Every record should be written out exactly, please.

── RAW DATA ──

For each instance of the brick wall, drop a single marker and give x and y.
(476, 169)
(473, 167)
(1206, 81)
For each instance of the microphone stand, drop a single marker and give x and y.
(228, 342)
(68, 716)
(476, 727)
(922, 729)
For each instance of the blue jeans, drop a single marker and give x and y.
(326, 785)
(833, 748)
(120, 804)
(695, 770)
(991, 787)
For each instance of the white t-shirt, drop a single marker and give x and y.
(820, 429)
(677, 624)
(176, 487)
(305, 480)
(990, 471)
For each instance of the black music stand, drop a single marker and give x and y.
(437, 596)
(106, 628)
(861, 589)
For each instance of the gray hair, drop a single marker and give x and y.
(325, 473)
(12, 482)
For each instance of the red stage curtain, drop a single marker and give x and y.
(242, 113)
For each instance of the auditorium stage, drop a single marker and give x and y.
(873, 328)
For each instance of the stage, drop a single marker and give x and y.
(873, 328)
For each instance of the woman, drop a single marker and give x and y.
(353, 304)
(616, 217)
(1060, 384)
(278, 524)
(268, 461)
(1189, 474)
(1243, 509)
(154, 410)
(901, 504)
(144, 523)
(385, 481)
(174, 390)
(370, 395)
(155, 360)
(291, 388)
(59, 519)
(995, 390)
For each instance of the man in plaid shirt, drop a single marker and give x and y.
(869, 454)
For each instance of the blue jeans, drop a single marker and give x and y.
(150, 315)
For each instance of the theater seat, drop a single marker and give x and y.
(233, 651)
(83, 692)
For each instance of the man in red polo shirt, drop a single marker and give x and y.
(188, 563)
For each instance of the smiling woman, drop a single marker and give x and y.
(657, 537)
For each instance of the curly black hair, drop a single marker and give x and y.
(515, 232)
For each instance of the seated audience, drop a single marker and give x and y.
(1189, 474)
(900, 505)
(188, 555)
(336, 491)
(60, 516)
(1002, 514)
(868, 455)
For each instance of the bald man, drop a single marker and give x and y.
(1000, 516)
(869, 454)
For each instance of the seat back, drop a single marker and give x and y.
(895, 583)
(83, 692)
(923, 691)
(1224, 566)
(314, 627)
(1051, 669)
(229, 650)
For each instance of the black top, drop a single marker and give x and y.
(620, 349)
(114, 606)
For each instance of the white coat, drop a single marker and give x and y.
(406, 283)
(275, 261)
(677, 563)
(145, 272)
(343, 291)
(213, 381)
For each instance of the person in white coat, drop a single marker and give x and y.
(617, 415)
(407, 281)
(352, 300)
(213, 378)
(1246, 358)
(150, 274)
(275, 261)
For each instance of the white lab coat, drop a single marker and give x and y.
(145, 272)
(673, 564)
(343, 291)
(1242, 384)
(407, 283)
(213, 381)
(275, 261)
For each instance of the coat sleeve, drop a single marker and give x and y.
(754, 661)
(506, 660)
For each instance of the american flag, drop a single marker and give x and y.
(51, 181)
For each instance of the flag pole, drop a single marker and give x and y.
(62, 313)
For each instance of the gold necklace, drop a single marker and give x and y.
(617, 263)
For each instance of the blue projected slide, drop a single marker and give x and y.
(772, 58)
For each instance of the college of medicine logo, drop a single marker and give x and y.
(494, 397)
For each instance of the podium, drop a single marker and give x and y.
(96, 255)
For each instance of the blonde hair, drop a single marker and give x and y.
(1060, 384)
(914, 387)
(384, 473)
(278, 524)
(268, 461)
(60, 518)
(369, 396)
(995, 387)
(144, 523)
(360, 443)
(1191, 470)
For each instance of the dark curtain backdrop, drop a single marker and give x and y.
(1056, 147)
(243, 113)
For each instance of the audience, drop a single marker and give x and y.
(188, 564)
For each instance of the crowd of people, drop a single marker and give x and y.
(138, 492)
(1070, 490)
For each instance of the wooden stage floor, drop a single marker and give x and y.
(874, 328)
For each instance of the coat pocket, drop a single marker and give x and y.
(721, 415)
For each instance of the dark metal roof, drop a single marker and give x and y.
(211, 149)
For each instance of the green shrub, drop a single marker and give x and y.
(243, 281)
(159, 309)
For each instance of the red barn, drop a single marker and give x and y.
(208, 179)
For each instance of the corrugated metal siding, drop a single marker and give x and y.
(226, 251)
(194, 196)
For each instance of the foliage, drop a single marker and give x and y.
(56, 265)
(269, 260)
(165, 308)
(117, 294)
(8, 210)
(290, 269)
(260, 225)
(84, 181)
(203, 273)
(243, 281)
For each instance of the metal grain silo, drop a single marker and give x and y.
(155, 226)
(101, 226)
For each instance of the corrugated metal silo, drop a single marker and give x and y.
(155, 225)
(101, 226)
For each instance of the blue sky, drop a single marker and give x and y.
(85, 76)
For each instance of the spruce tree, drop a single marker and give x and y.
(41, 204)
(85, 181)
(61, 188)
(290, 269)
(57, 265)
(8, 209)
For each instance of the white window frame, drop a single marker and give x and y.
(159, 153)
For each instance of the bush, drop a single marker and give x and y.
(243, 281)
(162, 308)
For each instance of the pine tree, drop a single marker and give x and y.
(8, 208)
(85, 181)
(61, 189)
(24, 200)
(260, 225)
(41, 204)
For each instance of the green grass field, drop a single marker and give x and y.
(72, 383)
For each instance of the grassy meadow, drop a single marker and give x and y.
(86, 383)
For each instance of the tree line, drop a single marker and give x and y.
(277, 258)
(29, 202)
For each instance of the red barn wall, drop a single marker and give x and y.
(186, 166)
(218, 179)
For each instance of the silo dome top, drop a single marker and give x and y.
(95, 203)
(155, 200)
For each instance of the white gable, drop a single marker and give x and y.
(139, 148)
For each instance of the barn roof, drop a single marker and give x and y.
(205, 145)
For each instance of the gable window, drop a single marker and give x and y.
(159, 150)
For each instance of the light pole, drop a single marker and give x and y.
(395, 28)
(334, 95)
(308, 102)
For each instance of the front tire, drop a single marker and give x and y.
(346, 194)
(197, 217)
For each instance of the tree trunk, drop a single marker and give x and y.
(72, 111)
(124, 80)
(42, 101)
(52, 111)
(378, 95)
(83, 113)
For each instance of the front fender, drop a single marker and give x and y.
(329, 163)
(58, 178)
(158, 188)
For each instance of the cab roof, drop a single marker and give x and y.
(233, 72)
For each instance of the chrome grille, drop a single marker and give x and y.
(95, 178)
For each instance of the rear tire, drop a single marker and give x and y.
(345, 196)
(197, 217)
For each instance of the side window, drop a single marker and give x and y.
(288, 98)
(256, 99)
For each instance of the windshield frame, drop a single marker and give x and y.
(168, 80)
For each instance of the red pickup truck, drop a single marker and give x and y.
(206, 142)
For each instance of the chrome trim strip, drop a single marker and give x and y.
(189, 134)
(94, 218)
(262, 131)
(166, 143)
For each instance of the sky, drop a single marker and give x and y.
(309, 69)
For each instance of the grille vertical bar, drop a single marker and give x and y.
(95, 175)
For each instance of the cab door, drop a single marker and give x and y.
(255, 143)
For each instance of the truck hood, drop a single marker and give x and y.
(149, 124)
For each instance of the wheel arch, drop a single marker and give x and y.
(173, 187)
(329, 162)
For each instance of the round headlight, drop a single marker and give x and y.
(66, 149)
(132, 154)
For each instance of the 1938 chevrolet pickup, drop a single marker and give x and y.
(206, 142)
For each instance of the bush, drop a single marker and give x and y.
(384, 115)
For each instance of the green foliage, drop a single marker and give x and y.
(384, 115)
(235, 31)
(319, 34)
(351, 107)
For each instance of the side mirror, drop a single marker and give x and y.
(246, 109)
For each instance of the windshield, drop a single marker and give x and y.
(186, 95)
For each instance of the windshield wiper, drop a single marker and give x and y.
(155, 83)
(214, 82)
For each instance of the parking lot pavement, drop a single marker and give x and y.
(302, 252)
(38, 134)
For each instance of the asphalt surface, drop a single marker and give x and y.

───

■ **CORRECT RESULT**
For each instance of the brick wall, drop a single marker and give x and y.
(476, 169)
(473, 167)
(1206, 81)
For each instance of the microphone stand, drop a single marker and give x and y.
(228, 342)
(68, 716)
(476, 727)
(922, 729)
For each instance of the blue jeans, drop a single marker and give x and y.
(326, 785)
(833, 748)
(120, 804)
(695, 770)
(991, 787)
For each instance of the white t-shirt, drop a single marker and give x and y.
(820, 429)
(677, 624)
(176, 487)
(305, 480)
(990, 471)
For each instance of the black music stand, drop a single marker and give x and y.
(437, 596)
(106, 628)
(861, 589)
For each instance of the gray hair, drop a single marker and give x and y.
(325, 473)
(12, 482)
For each instance of the red stage curtain, drop a single marker and give x and y.
(242, 113)
For each instance of the auditorium stage, drop a single marker and give x and y.
(873, 328)
For each instance of the stage, drop a single marker and give x and y.
(873, 328)
For each instance of the woman, drop a single marker and give x and y.
(353, 304)
(616, 217)
(1060, 384)
(278, 524)
(268, 461)
(1189, 474)
(1243, 509)
(154, 410)
(901, 504)
(144, 523)
(385, 481)
(174, 390)
(370, 395)
(155, 360)
(291, 388)
(59, 519)
(995, 390)
For each instance of the man in plaid shirt, drop a single marker and give x and y.
(869, 454)
For each instance of the blue jeans, drop a single marker and give x and y.
(150, 315)
For each instance of the theater seat, drop a single marker and give x and y.
(233, 651)
(83, 692)
For each instance of the man in red polo shirt, drop a single marker and give x and y.
(188, 563)
For each instance of the smiling woman, drop a single marker and give x and y.
(657, 537)
For each instance of the curly black hair, drop a single marker and give x and y.
(515, 232)
For each instance of the seated audience, drop a single marker and give x and y.
(1189, 474)
(900, 505)
(188, 555)
(336, 491)
(60, 516)
(1002, 514)
(868, 455)
For each instance of the bald man, drop a single marker and give x and y.
(1000, 516)
(869, 454)
For each instance of the seat back, drop a single marker and give x and y.
(895, 583)
(83, 692)
(923, 691)
(1224, 566)
(314, 627)
(1051, 669)
(229, 650)
For each instance of the black top, drop a single marker and give x and y.
(620, 349)
(114, 606)
For each instance of the white coat, drop a single marker and give x and y.
(406, 283)
(275, 261)
(677, 563)
(145, 272)
(343, 291)
(213, 381)
For each instance of the person in white coat, drop a single marker and give x and y.
(617, 415)
(407, 281)
(352, 300)
(213, 378)
(1246, 358)
(150, 274)
(275, 261)
For each instance of the white lab coat, drop a single marker and give x and y.
(145, 272)
(673, 564)
(343, 291)
(1242, 384)
(407, 283)
(213, 381)
(275, 261)
For each instance of the coat sleeve, drop a single marker and give x and y.
(754, 661)
(506, 660)
For each instance of the american flag, drop a single marker and give x and y.
(51, 181)
For each instance of the flag pole, drop a single marker and give x and y.
(62, 313)
For each instance of the gold necklace, drop a single marker and give x and y.
(617, 263)
For each instance of the blue projected slide, drop a single marker and give x and y.
(772, 58)
For each instance of the college of medicine logo, drop a single marker and give x and y.
(494, 397)
For each instance of the podium, drop a single marker and give x and y.
(96, 255)
For each instance of the blonde hair, drop a single marker and give x and y.
(1060, 384)
(914, 387)
(384, 473)
(278, 524)
(268, 461)
(60, 518)
(369, 396)
(995, 387)
(144, 523)
(360, 443)
(1191, 470)
For each instance of the dark curtain backdrop, drop a single marker and give x and y.
(1056, 147)
(243, 113)
For each instance of the audience, drop a single marker and give x and y.
(188, 564)
For each instance of the crowd of people, drop a single marker and give x and y.
(138, 492)
(1070, 490)
For each instance of the wooden stage floor, drop a single marker and give x and y.
(874, 328)
For each instance of the coat pocket, drop a single marker and give x and y.
(721, 415)
For each instance of the dark metal roof, drop a single marker and give x and y.
(211, 149)
For each instance of the green shrub, drop a single marker and give x and y.
(243, 281)
(159, 309)
For each instance of the red barn, drop a single marker and give x and y.
(208, 179)
For each instance of the corrugated metal siding, drop a single marker and give x and y.
(226, 251)
(194, 196)
For each instance of the foliage, drop a single marker and give x and y.
(56, 265)
(269, 260)
(165, 308)
(117, 294)
(8, 210)
(290, 269)
(260, 225)
(84, 181)
(203, 273)
(243, 281)
For each instance of the metal grain silo, drop a single marker and give x and y.
(155, 226)
(101, 226)
For each instance of the corrugated metal silo, drop a single marker and give x and y.
(155, 225)
(101, 226)
For each instance of the blue sky, drop a single marker and give x and y.
(85, 76)
For each instance of the spruce tree, drop a single marker and give x and y.
(41, 204)
(85, 181)
(61, 188)
(290, 269)
(57, 265)
(8, 209)
For each instance of the white window frame, drop a single marker and give x and y.
(159, 153)
For each instance of the bush, drop a single marker and give x and y.
(243, 281)
(162, 308)
For each instance of the pine tree, drop a single marker and give x and y.
(8, 208)
(85, 181)
(61, 189)
(24, 200)
(260, 225)
(41, 204)
For each instance of the green grass field, drop a single marker and give x and y.
(72, 383)
For each instance of the grassy meadow, drop a single marker and give x and y.
(86, 383)
For each instance of the tree line, drop a single marker and give x and y.
(277, 258)
(29, 202)
For each instance of the red barn wall, drop a single marker and give x and y.
(186, 166)
(218, 179)
For each instance of the silo dome top, drop a single marker and give x and y.
(95, 203)
(155, 200)
For each instance of the white gable, drop a single marker and give x and y.
(139, 148)
For each instance of the barn roof, drop a single marker and give x and y.
(205, 145)
For each instance of the gable window, drop a single marker and give x and y.
(159, 150)
For each instance of the light pole, drop a single marker and give x and y.
(395, 28)
(334, 95)
(308, 102)
For each instance of the front tire, drop a single marker and give x and y.
(346, 194)
(197, 217)
For each instance of the tree trunk, drop a single marker and give x and y.
(72, 111)
(124, 80)
(42, 101)
(52, 111)
(378, 95)
(83, 113)
For each instance of the front fender, drop a single marker and give x and y.
(329, 163)
(58, 178)
(158, 188)
For each instance of the cab roof, drop a single marker and give x and y.
(233, 72)
For each instance of the chrome grille, drop a single marker and give x and y.
(95, 178)
For each instance of the rear tire, drop a single marker and give x and y.
(345, 196)
(197, 217)
For each instance of the side window, drop a single marker and give x and y.
(288, 98)
(256, 99)
For each instance of the windshield frame, drop a single marker and give x and y.
(168, 80)
For each instance of the red pickup truck, drop a single marker and give x and y.
(206, 142)
For each instance of the chrome trim strip, drop a single marker and give x and y.
(189, 134)
(94, 218)
(262, 131)
(166, 143)
For each instance of the sky, drop a single marker and give x and y.
(309, 69)
For each instance of the grille vertical bar, drop a single marker and give x and y.
(95, 175)
For each instance of the cab door, drop a single marker and give x and y.
(255, 143)
For each instance of the truck hood, drop a single marker and give x and y.
(149, 124)
For each instance of the wheel arch, drop a single marker and give x and y.
(173, 187)
(329, 162)
For each instance of the round headlight, drop a single marker and give x and y.
(66, 149)
(132, 154)
For each instance of the 1938 chevrolet pickup, drop a single marker and give x and y.
(206, 142)
For each instance of the bush, drop a single marker and give x and y.
(384, 115)
For each instance of the green foliage, drop a single marker and give x and y.
(384, 115)
(235, 31)
(319, 34)
(351, 107)
For each instance of the side mirror, drop a single marker and give x and y.
(246, 109)
For each instance of the windshield, drop a single marker and give x and y.
(186, 95)
For each instance of the windshield wiper, drop a single marker and give x and y.
(155, 83)
(214, 82)
For each instance of the parking lot pavement, drop a single marker and give x and y.
(302, 252)
(38, 134)
For each instance of the asphalt surface, drop a single marker and give x and y.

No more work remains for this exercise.